Dataset entries
━━━━
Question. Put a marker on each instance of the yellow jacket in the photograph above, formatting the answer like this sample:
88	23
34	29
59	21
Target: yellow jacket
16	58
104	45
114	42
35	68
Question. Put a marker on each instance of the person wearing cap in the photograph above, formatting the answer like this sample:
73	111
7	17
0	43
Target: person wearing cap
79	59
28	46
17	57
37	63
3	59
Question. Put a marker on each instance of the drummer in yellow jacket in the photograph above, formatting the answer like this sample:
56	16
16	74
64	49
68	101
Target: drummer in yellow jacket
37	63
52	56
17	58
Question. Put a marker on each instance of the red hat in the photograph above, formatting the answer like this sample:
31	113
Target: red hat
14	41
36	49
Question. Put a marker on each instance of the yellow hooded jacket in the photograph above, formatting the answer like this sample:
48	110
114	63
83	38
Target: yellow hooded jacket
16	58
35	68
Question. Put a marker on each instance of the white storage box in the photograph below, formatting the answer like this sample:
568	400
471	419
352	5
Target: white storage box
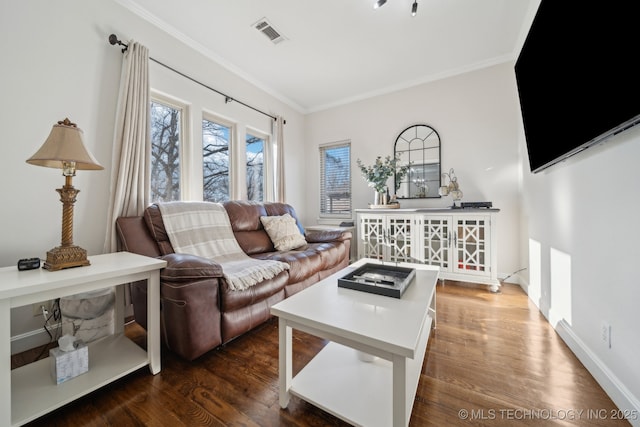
68	364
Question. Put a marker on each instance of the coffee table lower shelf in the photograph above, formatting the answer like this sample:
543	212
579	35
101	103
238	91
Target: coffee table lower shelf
360	393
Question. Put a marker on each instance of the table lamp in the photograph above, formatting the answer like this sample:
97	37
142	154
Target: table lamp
64	149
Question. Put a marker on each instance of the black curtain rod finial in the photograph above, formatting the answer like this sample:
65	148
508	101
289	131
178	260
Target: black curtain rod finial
113	39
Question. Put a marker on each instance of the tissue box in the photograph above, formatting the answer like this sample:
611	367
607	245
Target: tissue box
68	364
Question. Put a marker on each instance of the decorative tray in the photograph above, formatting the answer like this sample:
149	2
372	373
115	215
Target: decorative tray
387	206
379	279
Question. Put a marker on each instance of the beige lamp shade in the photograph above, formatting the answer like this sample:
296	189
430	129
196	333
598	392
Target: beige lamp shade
64	144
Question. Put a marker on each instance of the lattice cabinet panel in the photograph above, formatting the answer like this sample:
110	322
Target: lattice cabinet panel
436	241
400	238
461	242
371	237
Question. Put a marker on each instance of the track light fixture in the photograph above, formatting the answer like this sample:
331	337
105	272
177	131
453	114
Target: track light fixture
379	3
414	7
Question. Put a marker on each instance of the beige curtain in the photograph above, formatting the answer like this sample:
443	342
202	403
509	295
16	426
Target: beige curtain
278	134
130	159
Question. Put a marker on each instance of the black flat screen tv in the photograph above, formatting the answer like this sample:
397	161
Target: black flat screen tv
578	77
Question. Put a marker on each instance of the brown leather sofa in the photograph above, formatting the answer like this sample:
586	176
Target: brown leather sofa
199	311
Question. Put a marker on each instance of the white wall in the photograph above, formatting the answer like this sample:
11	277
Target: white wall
475	115
57	63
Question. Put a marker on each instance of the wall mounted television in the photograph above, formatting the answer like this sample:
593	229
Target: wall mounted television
578	77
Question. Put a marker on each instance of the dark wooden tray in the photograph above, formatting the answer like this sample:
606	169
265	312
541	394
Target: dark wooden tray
379	279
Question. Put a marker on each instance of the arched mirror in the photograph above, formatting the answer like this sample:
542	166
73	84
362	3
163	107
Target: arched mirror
418	145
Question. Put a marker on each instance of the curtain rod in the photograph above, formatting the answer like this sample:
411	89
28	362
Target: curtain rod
113	39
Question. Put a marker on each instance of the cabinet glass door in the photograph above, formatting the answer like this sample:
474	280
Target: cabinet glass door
436	241
372	236
399	239
471	250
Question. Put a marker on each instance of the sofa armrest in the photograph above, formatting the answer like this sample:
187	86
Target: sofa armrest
187	267
324	236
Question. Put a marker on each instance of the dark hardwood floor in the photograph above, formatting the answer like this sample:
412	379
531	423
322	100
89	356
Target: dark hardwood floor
━━━━
## [Given problem]
Without including any pictures, output all the entries above exactly.

## [Exercise output]
Question. Put a marker on each instance of the yellow jacket in the photograph above, formatting the answer like this sample:
88	23
34	29
59	21
Target: yellow jacket
16	58
104	45
114	42
35	68
Question. Put a marker on each instance of the person wearing cap in the photograph above, formatting the answer like this sample:
73	111
7	17
0	43
Target: person wearing cap
79	59
28	46
17	57
37	63
3	59
Question. Put a marker on each instance of the drummer in yellow jacket in the photograph above, formatting the answer like this sample:
56	16
16	74
64	49
68	101
Target: drummer in yellow jacket
37	63
52	56
17	58
Question. Put a marker on each instance of the red hat in the photograph above, formatting the answer like this sample:
31	113
Target: red hat
14	41
36	49
Question. Put a marker on each instance of the yellow hooded jacket in the photograph above, formatting the answer like this sample:
48	110
114	63
83	38
Target: yellow hooded jacket
16	58
35	68
Question. Put a marker on each instance of the white storage box in the photograph below, formatting the answer like this sample:
568	400
471	419
352	5
Target: white storage box
68	364
Question. Put a marker on each instance of the coffee table lower shelf in the photograph above, formatting the answer like this sample:
543	212
579	35
101	103
238	91
Target: coffee table lower shelf
360	393
Question. Put a marker on each instance of the table lamp in the photograph above, formatting the answer like this sample:
97	37
142	154
Target: table lamp
64	149
Question. Put a marker on each instance of the black curtain rod finial in the photograph above, formatting the answer like this sample:
65	148
508	101
289	131
178	260
Target: black curtain rod finial
113	39
Question. Put a marker on each instance of the tissue box in the photograph above, formatting the answer like this sample:
611	367
607	245
Target: tissue box
68	364
Question. Put a marker on each instance of the decorative tray in the photograph above, formatting the answer like this sample:
149	2
372	373
115	215
Target: decorative tray
387	206
379	279
Question. Put a marker on each instance of the beige lamp shade in the photograph above, formatting the answer like this sample:
296	189
430	129
196	333
598	392
Target: beige lamp shade
64	144
Question. Put a marker on each instance of the lattice cabinet panel in the photograph above, formatting the answer like this sample:
110	322
Target: lattice cabinet panel
436	241
400	238
461	242
371	237
Question. Put a marker on each instance of the track light fixture in the photograph above, formatting the answer like this sample:
331	337
105	272
177	131
453	114
Target: track light fixture
379	3
414	7
Question. Put a marker on each instance of the beige curtain in the photograph above, formatting the answer like this sample:
443	342
202	403
509	295
16	426
Target: beige curtain
278	134
130	159
Question. Put a marker on each instance of the black flat screen tv in the photograph above, formatting the answer like this sample:
397	161
Target: black flat screen tv
578	77
Question. Put a marker on each instance of the brown leather sofa in the photograph above, formatting the answer like this sample:
586	176
Target: brown leather sofa
199	311
Question. Put a marker on each instance of the white wall in the photograph above, formatting the answer like this sample:
11	277
Target: white wall
475	115
57	63
Question. Put a marker on each instance of the wall mounted television in the photograph above, formatting the answer like this sample:
593	229
Target: wall mounted television
578	77
Question. Put a marker on each instance of the dark wooden tray in the photograph above, formatting the answer like this sample:
606	169
265	312
541	394
Target: dark wooden tray
379	279
Question. Put a marker on each instance of the arched mirror in the photograph above, formatting the answer like this sample:
542	166
73	84
362	3
163	107
Target: arched mirror
418	145
Question. Put a marker on each instance of the curtain rod in the photograph above, formatting the answer like this sample:
411	89
28	362
Target: curtain rod
113	39
Question. Put a marker on each instance of the cabinet glass door in the photograph above, formatting the answer like this sample:
474	280
Target: cabinet glass door
436	241
372	236
399	239
471	250
Question. Put a marker on each instance of the sofa armrest in the photograph above, formatting the answer like this sample:
187	86
Target: sofa armrest
187	267
324	236
Question. Put a marker on each instance of the dark hardwood floor in the photograph above, formatting the answer like this sample:
412	379
531	423
322	100
89	356
Target: dark hardwood floor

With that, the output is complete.